- [Task]: Copy out only those lines running from the line with "Target: two-story row house" to the end of the listing, keeping each one exactly as it is.

- [Data for this exercise]:

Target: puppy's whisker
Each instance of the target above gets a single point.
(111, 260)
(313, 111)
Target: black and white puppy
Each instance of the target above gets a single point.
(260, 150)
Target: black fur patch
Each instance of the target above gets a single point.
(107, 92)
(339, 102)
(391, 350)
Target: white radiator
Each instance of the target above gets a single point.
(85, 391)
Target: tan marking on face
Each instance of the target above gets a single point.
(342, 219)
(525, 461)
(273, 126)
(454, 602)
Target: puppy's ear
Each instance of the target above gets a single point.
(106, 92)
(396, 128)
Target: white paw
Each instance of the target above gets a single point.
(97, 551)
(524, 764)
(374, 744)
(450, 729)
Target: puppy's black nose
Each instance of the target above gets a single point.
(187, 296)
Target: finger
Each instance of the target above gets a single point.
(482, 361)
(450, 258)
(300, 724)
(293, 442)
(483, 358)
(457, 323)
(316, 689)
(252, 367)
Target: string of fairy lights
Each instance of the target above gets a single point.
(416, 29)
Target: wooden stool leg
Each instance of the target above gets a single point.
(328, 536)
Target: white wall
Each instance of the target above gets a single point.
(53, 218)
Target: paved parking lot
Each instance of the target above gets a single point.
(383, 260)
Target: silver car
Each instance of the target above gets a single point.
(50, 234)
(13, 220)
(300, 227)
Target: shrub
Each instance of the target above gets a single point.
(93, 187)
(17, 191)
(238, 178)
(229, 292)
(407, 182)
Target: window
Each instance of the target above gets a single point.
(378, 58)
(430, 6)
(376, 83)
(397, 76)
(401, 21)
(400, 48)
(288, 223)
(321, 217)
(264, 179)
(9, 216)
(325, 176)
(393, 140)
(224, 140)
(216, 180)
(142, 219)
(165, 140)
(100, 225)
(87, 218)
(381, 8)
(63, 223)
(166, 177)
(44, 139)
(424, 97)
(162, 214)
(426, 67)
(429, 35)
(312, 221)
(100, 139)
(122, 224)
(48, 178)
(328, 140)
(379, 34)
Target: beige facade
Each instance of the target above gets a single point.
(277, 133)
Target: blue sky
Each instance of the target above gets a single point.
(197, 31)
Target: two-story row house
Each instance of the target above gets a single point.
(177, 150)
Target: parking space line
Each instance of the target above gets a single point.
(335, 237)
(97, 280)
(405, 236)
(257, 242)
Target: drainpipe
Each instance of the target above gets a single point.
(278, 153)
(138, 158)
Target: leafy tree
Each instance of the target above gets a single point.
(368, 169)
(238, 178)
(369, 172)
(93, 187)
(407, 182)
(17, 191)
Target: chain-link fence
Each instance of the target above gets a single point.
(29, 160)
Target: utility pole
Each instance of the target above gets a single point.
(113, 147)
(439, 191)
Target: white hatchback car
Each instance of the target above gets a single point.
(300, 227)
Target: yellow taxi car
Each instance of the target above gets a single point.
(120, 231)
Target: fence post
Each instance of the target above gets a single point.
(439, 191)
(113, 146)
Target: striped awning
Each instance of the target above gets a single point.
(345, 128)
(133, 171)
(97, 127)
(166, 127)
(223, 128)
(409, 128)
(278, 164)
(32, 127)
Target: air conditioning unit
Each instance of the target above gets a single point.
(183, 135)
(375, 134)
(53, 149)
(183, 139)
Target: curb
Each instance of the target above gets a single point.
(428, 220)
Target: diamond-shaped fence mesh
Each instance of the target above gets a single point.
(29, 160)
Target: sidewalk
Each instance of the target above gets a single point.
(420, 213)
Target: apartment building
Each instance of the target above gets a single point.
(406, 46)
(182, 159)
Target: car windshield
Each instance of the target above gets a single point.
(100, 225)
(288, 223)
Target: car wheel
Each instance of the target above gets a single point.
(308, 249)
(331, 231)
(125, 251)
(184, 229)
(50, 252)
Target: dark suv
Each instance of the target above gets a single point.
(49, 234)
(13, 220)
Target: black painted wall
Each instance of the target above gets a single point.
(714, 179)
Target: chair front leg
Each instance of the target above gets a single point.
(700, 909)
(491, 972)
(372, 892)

- [Result below]:
Target: two-story row house
Each instance of the target above gets a single point.
(177, 150)
Target: parking space line
Each instance of the target above gets a single point.
(335, 237)
(97, 280)
(405, 236)
(257, 242)
Target: drainpipe
Each instance of the target above gets a single point.
(278, 153)
(138, 158)
Target: leafy tree
Each instance of the target above gets a single point.
(368, 169)
(238, 178)
(369, 172)
(93, 187)
(407, 182)
(17, 191)
Target: chain-link fence
Each instance of the target above gets a single point.
(29, 160)
Target: utility pole
Each instance of the target above gets a single point.
(113, 147)
(439, 191)
Target: white hatchback car
Each instance of the target above gets a single point.
(300, 227)
Target: yellow taxi car
Each instance of the target above gets a single point.
(120, 231)
Target: fence post
Each instance of the target above gets a single point.
(439, 191)
(113, 146)
Target: striped awning
Each instance of the target above gets a single point.
(345, 128)
(133, 171)
(97, 127)
(166, 127)
(223, 128)
(409, 128)
(278, 164)
(32, 127)
Target: air conditioning unit
Each instance of the target above gets a single point.
(183, 135)
(375, 134)
(53, 149)
(183, 139)
Target: curb
Each instance of the target above gets a single point.
(428, 220)
Target: diamond-shaped fence mesh
Each instance of the target above gets a single point.
(29, 160)
Target: sidewalk
Each instance of the target above gets a single point.
(420, 213)
Target: apartment building
Each instance of the target above gets a single point.
(406, 46)
(182, 159)
Target: car windshield
Each instance of the target above gets a single point.
(100, 225)
(288, 223)
Target: car wheel
Each instance of the target above gets a single point.
(308, 249)
(331, 231)
(125, 251)
(184, 229)
(50, 252)
Target: dark suv
Each instance of the target above gets a single point.
(49, 234)
(13, 220)
Target: black painted wall
Each instance of the target above gets a single point.
(714, 179)
Target: chair front leg
Each instance of the target above gets a single point.
(700, 909)
(491, 972)
(372, 892)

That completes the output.